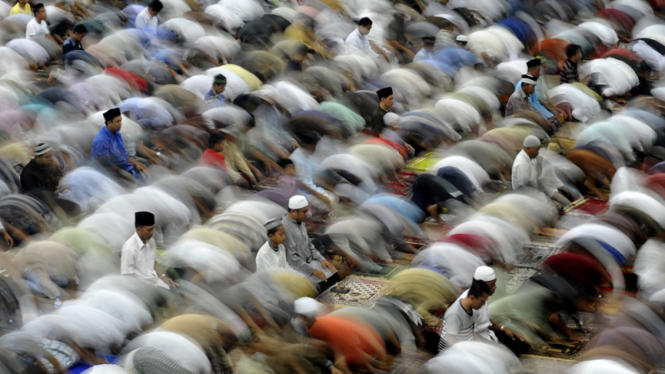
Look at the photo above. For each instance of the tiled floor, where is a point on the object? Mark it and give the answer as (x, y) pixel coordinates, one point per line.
(545, 366)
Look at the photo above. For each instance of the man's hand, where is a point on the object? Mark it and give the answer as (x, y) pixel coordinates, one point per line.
(321, 275)
(170, 282)
(8, 239)
(512, 334)
(140, 167)
(328, 265)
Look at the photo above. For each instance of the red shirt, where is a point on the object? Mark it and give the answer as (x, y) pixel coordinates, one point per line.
(214, 159)
(353, 341)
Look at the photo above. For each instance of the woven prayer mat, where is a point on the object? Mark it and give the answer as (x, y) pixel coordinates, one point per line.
(567, 350)
(387, 270)
(363, 292)
(422, 164)
(533, 255)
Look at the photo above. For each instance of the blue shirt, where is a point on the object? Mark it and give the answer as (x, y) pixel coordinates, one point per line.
(110, 146)
(213, 100)
(536, 106)
(70, 45)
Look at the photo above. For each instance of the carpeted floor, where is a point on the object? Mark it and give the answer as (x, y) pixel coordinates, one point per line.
(363, 292)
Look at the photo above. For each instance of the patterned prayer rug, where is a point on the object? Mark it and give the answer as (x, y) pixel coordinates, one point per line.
(364, 292)
(533, 255)
(588, 205)
(387, 270)
(422, 164)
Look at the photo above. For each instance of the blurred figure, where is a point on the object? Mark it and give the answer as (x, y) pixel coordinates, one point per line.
(73, 43)
(41, 178)
(427, 52)
(525, 167)
(487, 329)
(386, 101)
(569, 72)
(139, 253)
(459, 318)
(108, 148)
(462, 41)
(300, 252)
(358, 40)
(213, 156)
(21, 7)
(521, 99)
(214, 98)
(38, 26)
(546, 111)
(148, 17)
(273, 254)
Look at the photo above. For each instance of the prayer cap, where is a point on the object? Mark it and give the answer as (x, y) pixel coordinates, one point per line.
(273, 224)
(529, 79)
(390, 118)
(533, 63)
(554, 148)
(384, 92)
(111, 114)
(42, 148)
(307, 307)
(531, 141)
(219, 79)
(144, 219)
(485, 274)
(298, 202)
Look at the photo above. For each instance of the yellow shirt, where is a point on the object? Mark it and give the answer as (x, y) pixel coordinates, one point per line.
(17, 10)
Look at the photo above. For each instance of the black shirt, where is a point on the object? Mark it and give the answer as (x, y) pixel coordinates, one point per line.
(377, 124)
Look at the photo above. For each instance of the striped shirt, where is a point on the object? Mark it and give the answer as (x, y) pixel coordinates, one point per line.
(569, 72)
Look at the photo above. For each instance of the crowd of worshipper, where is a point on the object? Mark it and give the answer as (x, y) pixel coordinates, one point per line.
(181, 179)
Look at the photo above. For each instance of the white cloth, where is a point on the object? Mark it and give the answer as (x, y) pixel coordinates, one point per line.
(138, 259)
(267, 258)
(358, 41)
(459, 323)
(423, 55)
(524, 171)
(36, 29)
(481, 318)
(144, 19)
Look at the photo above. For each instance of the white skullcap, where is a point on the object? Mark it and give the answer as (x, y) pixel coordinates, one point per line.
(485, 274)
(531, 141)
(298, 202)
(390, 118)
(308, 307)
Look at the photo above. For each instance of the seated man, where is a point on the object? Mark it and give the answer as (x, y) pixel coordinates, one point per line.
(272, 255)
(109, 149)
(521, 99)
(300, 252)
(460, 317)
(139, 253)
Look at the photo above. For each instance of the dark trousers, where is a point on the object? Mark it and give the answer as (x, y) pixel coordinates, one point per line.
(517, 346)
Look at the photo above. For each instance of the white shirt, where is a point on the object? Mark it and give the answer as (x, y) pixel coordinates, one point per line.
(482, 320)
(459, 323)
(268, 258)
(138, 259)
(36, 29)
(423, 55)
(525, 173)
(356, 41)
(144, 19)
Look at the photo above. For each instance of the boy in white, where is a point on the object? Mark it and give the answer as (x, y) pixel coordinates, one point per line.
(272, 255)
(38, 26)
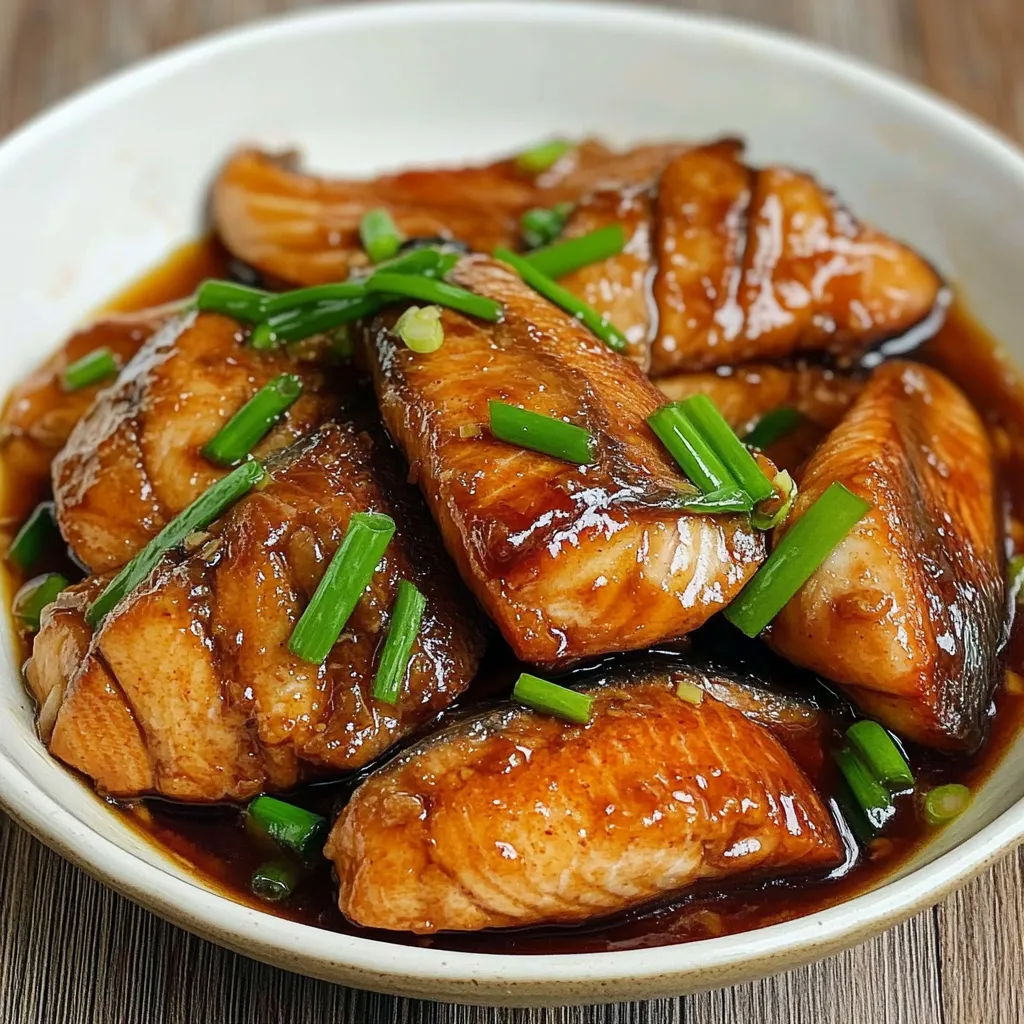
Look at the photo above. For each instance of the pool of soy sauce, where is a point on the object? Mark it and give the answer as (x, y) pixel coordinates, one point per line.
(218, 847)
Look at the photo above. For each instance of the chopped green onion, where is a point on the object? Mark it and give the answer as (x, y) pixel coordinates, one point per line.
(543, 157)
(870, 795)
(706, 417)
(421, 329)
(565, 257)
(209, 506)
(343, 584)
(36, 535)
(91, 369)
(541, 226)
(772, 426)
(541, 433)
(401, 632)
(437, 292)
(274, 881)
(293, 827)
(380, 236)
(806, 545)
(562, 297)
(881, 754)
(945, 803)
(550, 698)
(687, 445)
(36, 595)
(769, 520)
(253, 421)
(228, 299)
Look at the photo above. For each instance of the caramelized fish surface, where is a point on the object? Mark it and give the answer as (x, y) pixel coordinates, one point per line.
(908, 611)
(561, 556)
(515, 818)
(188, 689)
(133, 461)
(760, 264)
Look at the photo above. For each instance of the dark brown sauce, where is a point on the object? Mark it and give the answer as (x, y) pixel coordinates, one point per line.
(214, 843)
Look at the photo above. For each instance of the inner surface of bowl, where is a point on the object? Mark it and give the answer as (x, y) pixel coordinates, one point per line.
(111, 183)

-- -- --

▶ Challenge: With the line containing "Look at the photo above. For each instance of the caramelized" as the first and the last line of the records as the final one, print exactly the lines in that span.

▶ Output of the exercise:
Look at the photo above. For each instance of the caramelized fish surface, where is a point on the object? Mark it and give the answer as (x, y) pixel coordinates, one point per line.
(908, 611)
(561, 556)
(515, 818)
(188, 689)
(133, 461)
(760, 264)
Look at the photo above. For each instance of the dark brown sauce, where is a point on the object? Mark it and give the answer as (x, y) pixel coordinates, one point per line.
(214, 843)
Look at the photo above. For each instance of the inner surface of bowl, where is a point on the object? Mark it and give the answer as (x, y) pixel coordinates, one point per line.
(111, 183)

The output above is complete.